_Task prompt_:
Print, character for character, every line from the first one below up to and including the line with "left=944, top=241, right=1246, bottom=324".

_The data_:
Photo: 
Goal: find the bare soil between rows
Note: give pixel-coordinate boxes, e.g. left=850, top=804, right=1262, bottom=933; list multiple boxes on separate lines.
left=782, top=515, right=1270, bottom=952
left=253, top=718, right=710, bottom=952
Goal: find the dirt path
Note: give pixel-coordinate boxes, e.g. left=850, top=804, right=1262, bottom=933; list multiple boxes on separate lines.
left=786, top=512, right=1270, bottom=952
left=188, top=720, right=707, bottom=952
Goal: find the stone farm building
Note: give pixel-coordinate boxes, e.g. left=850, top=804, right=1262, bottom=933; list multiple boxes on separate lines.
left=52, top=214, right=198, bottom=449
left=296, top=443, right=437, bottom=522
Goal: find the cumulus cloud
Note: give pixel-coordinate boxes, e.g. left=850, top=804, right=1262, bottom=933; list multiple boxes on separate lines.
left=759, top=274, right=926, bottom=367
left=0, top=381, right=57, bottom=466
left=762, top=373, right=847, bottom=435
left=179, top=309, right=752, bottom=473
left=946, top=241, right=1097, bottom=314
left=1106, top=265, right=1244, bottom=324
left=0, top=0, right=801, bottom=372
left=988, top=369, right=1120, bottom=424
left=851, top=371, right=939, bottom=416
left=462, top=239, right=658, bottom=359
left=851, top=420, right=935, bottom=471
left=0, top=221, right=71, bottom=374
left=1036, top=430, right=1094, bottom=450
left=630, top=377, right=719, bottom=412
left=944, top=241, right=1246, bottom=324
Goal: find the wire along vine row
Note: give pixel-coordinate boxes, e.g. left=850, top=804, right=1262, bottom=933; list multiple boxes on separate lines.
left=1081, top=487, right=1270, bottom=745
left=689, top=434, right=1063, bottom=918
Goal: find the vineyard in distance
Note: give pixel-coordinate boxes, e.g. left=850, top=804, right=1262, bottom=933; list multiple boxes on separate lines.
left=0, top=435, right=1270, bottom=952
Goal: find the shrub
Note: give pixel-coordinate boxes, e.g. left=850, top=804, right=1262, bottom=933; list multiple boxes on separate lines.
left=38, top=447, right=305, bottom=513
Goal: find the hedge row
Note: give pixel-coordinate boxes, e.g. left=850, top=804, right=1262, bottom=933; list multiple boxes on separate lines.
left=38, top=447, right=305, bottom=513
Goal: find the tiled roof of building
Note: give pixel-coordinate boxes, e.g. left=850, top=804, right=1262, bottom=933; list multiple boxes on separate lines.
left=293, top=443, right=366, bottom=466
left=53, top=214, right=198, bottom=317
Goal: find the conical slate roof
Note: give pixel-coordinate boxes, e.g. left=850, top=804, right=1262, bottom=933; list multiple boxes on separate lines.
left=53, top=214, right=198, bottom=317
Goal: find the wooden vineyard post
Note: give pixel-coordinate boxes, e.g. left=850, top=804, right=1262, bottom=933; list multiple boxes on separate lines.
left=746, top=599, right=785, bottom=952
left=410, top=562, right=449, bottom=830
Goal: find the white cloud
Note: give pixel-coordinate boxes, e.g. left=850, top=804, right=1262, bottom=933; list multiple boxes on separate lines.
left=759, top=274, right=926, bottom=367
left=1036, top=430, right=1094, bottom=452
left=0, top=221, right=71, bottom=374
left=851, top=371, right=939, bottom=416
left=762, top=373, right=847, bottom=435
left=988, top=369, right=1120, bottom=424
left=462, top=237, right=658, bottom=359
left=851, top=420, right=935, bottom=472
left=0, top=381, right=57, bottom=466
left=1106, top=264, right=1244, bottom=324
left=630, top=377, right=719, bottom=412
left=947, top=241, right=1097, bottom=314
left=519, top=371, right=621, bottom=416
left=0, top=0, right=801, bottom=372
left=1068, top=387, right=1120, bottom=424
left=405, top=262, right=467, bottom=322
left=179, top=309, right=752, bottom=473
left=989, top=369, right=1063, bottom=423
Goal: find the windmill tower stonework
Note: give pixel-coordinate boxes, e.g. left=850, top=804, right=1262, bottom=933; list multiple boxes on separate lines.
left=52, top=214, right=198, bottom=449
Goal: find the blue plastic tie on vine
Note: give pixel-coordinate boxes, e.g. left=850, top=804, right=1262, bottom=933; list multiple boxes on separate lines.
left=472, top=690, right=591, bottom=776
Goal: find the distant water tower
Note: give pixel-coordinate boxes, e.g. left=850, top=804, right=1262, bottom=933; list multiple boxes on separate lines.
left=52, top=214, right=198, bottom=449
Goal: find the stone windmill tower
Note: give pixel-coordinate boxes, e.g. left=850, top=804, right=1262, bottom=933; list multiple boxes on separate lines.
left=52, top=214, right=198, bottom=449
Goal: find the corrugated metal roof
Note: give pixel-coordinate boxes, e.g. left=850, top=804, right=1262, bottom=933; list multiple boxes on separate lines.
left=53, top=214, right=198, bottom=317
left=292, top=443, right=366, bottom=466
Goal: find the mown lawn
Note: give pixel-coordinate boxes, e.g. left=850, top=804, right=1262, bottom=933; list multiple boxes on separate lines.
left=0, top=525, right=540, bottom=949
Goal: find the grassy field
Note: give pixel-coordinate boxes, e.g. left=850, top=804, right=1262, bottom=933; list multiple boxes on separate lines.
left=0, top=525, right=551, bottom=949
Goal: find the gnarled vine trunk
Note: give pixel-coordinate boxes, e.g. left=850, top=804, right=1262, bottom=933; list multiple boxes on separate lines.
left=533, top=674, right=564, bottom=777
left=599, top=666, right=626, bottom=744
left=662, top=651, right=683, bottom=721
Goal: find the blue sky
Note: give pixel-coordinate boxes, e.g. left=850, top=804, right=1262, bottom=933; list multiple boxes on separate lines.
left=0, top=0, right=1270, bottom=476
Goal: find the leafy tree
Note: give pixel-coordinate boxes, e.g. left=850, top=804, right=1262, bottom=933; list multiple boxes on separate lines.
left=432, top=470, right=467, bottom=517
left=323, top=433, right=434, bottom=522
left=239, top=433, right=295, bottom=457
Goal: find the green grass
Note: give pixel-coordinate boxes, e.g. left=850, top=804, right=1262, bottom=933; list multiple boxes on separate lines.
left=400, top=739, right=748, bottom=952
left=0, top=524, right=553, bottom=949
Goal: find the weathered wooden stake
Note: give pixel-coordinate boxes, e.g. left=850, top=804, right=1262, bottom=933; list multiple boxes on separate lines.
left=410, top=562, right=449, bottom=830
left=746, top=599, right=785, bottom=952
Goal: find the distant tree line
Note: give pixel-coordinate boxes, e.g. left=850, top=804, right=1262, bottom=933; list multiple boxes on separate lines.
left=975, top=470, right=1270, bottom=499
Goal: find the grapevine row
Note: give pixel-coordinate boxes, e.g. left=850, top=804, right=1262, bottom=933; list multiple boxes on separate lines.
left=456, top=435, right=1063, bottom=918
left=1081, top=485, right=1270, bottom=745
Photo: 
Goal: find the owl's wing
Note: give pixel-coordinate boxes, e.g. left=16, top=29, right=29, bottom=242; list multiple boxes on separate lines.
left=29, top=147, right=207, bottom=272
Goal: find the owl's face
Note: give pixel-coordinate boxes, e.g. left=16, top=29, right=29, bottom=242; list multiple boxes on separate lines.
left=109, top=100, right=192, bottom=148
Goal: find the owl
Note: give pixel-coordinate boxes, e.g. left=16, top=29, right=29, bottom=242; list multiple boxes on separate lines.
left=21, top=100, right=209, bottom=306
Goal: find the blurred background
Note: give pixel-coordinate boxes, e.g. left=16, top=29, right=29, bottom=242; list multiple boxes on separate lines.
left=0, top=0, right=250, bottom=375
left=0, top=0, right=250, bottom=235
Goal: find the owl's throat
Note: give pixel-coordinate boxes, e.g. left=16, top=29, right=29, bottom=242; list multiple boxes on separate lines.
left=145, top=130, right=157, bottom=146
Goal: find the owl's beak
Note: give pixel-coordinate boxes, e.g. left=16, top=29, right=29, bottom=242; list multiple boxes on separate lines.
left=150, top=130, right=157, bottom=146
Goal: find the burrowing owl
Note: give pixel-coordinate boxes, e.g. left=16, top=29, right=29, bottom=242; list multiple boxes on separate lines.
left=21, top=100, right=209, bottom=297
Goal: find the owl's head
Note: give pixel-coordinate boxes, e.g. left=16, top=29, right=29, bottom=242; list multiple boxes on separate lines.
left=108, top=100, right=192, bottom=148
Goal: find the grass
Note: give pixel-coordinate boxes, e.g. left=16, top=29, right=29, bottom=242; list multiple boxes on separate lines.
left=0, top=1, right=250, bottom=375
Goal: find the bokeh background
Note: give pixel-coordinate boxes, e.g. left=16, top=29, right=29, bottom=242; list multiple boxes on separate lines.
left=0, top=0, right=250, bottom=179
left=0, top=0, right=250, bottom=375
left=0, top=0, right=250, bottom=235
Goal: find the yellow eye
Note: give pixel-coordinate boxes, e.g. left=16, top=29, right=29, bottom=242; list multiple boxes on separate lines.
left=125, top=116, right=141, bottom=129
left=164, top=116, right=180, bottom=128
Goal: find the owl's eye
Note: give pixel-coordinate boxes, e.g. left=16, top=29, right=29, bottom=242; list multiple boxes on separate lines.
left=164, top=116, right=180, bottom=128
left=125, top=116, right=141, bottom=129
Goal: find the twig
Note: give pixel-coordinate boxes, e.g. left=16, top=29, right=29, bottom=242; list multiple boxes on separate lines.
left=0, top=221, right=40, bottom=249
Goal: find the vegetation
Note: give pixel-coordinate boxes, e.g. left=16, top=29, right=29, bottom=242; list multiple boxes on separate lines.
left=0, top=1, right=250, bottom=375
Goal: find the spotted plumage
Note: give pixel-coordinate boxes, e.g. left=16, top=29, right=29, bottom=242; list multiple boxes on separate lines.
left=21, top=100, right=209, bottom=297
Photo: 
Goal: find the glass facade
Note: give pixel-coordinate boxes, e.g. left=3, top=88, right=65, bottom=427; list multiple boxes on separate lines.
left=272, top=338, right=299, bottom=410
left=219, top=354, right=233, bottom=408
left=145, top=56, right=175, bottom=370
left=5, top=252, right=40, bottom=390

_Completed task_:
Photo: 
Goal: find the bare soil between rows
Note: give pixel-coordinate boxes, e.g. left=850, top=804, right=1262, bottom=933; list multiple boxes on separate lines.
left=782, top=515, right=1270, bottom=952
left=253, top=718, right=710, bottom=952
Goal: find the dirt path
Note: give pixel-coordinate boxes, e.g. left=850, top=804, right=1262, bottom=933; list multiple boxes on separate lines.
left=786, top=512, right=1270, bottom=952
left=188, top=720, right=707, bottom=952
Goal: find the stone farm building
Note: give pixel-coordinate boxes, e.g. left=850, top=804, right=1262, bottom=933; list multiple boxes on separate lines.
left=52, top=214, right=198, bottom=449
left=296, top=443, right=437, bottom=522
Goal: find the cumulus cloud
Note: give pixel-coordinate boxes, e.g. left=850, top=804, right=1262, bottom=933; list multiple boxes on separate lines.
left=759, top=274, right=926, bottom=367
left=0, top=381, right=57, bottom=466
left=762, top=373, right=847, bottom=435
left=179, top=309, right=752, bottom=473
left=946, top=241, right=1097, bottom=314
left=1106, top=265, right=1244, bottom=324
left=0, top=0, right=801, bottom=372
left=988, top=369, right=1120, bottom=424
left=851, top=371, right=939, bottom=416
left=462, top=239, right=658, bottom=359
left=851, top=420, right=935, bottom=471
left=0, top=221, right=71, bottom=374
left=1036, top=430, right=1094, bottom=450
left=630, top=377, right=719, bottom=412
left=944, top=241, right=1246, bottom=324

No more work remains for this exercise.